## Recorded information
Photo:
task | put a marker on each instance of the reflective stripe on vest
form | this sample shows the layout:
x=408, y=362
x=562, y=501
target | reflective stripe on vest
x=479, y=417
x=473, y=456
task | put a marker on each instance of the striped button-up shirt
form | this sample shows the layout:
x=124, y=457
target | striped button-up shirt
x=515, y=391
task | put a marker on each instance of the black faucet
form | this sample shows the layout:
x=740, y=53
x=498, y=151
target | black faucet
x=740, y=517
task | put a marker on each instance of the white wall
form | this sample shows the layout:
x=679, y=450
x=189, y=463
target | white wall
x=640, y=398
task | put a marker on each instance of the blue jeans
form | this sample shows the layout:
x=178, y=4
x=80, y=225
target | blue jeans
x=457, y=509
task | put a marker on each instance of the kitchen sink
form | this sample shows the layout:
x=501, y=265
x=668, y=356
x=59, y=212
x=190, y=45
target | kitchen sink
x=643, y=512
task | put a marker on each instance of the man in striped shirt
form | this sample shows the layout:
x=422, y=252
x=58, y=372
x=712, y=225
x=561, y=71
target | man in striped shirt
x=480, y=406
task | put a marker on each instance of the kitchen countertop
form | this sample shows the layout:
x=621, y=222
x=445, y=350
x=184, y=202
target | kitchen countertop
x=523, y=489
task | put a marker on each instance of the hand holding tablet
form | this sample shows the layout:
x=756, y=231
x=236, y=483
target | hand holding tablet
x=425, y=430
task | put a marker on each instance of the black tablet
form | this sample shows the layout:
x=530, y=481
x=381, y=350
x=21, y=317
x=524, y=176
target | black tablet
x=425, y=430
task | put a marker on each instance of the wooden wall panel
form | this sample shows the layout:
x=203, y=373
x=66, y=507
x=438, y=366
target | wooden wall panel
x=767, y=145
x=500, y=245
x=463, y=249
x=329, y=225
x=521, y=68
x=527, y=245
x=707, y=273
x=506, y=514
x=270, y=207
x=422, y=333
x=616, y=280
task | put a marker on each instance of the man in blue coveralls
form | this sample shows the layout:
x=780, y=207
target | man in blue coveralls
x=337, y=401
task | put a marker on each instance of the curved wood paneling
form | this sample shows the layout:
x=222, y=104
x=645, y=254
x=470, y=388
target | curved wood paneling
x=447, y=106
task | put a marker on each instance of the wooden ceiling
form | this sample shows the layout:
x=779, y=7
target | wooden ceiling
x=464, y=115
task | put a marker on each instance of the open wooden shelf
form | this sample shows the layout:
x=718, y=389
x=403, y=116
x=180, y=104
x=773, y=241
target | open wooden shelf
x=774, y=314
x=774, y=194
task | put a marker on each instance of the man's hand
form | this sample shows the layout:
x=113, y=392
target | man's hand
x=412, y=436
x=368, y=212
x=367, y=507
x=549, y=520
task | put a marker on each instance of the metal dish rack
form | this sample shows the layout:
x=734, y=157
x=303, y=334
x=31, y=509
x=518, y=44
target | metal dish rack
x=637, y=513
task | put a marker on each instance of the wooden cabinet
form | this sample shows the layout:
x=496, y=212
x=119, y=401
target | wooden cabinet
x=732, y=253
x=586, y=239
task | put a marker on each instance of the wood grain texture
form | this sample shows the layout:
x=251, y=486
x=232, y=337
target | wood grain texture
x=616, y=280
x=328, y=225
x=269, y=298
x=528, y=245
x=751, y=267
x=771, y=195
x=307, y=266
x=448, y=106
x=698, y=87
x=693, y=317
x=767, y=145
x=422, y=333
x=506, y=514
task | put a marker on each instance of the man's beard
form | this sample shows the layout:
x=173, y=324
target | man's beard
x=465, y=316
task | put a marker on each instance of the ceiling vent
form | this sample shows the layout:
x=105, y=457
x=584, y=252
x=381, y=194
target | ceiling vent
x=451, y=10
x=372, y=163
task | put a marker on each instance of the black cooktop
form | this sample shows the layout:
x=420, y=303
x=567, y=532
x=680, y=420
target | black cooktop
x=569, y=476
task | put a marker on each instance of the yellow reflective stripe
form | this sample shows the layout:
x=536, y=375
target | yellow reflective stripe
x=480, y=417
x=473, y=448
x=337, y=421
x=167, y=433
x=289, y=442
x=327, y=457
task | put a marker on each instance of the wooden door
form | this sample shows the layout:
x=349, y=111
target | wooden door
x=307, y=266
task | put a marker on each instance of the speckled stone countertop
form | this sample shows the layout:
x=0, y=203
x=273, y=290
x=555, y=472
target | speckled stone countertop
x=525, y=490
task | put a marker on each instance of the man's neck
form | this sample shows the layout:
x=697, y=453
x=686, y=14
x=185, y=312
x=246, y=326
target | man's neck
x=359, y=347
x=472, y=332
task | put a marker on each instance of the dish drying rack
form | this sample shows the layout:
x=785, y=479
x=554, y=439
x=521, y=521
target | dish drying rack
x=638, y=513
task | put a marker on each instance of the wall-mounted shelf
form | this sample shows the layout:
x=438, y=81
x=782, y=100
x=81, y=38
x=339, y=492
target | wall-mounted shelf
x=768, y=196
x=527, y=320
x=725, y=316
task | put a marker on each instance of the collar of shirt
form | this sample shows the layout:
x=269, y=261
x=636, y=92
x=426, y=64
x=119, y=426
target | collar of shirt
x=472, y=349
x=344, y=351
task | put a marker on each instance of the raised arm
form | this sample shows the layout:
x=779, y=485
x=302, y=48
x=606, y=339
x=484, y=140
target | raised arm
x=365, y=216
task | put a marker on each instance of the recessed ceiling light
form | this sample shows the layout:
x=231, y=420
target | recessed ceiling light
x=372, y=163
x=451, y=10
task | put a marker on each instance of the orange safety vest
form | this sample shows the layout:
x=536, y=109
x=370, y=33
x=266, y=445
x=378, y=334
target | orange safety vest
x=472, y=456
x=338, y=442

* * *

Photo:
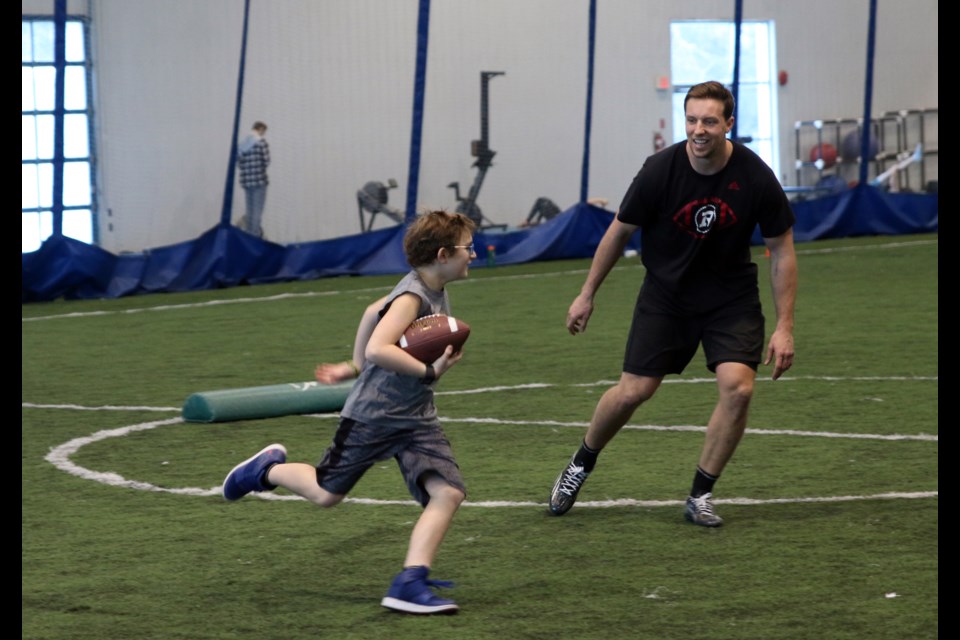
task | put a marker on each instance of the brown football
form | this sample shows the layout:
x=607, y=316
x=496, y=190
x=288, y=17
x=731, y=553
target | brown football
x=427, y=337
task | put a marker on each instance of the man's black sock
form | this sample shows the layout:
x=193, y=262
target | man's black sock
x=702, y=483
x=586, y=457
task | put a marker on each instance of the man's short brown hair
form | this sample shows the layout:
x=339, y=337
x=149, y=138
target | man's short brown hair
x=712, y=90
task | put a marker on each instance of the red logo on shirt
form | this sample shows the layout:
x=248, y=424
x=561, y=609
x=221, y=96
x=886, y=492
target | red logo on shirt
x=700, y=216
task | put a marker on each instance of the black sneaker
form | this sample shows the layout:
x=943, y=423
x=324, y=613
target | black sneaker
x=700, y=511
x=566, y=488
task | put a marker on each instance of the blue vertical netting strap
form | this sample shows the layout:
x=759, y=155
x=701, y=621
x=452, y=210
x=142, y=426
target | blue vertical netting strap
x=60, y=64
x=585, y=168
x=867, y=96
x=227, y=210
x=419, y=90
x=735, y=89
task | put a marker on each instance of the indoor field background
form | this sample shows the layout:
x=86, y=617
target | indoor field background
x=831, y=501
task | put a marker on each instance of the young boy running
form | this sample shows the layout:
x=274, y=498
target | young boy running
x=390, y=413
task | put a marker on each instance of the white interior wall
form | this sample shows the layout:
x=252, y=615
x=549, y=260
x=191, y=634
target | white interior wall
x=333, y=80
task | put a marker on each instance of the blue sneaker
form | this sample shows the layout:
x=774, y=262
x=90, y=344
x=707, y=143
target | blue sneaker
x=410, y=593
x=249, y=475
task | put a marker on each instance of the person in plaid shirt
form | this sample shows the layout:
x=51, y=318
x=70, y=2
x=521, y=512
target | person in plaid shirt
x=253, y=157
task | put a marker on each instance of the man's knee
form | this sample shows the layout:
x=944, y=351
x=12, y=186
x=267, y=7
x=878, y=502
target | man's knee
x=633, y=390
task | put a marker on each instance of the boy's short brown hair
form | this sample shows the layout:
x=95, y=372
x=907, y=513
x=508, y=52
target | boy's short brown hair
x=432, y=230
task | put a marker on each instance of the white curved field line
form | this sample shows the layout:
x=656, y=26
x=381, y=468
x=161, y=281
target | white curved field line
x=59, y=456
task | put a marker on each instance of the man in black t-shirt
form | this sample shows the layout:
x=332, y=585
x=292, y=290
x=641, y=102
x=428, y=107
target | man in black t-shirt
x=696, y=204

==

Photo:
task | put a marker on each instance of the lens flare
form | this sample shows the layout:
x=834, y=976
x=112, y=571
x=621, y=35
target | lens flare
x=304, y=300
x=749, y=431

## Aim of the exercise
For this exercise, please output exactly the lines above starting at the line with "x=119, y=401" and ending at the line with "task | put a marker on each instance of the dish", ends included.

## Written response
x=119, y=401
target | wooden cabinet
x=732, y=253
x=586, y=239
task | put a marker on each instance of the wood grain texture
form | this sample shows the layout:
x=251, y=486
x=232, y=337
target | wood grain texture
x=616, y=280
x=328, y=225
x=269, y=298
x=528, y=245
x=751, y=267
x=771, y=195
x=307, y=266
x=448, y=106
x=698, y=87
x=693, y=317
x=767, y=145
x=422, y=333
x=506, y=514
task | put a marker on each instance of the man's beard
form | this sample shows the layout:
x=173, y=324
target | man's beard
x=465, y=316
task | put a marker on each instance of the ceiling vent
form | this sample shows the layout:
x=105, y=457
x=584, y=252
x=381, y=194
target | ceiling vent
x=451, y=10
x=372, y=163
task | put a marker on each instance of the black cooktop
form | this sample shows the layout:
x=420, y=303
x=567, y=532
x=680, y=420
target | black cooktop
x=569, y=476
task | put a marker on each instance of the yellow reflective stripe
form | this sample shows the layout:
x=536, y=375
target | yellow reflective stripe
x=480, y=417
x=473, y=448
x=337, y=421
x=167, y=433
x=289, y=442
x=327, y=457
task | put a marker on each instance of the wooden door
form | this sample shows the layout:
x=349, y=111
target | wooden door
x=307, y=266
task | put a marker on each instance of the speckled stone countertop
form | this sample shows the layout:
x=0, y=203
x=273, y=290
x=555, y=472
target | speckled stone countertop
x=525, y=490
task | put a marker on each instance of the man's neck
form | this sample shows the layout:
x=697, y=453
x=686, y=14
x=185, y=312
x=246, y=326
target | man's neck
x=359, y=347
x=472, y=332
task | put a marker on each instance of the dish drying rack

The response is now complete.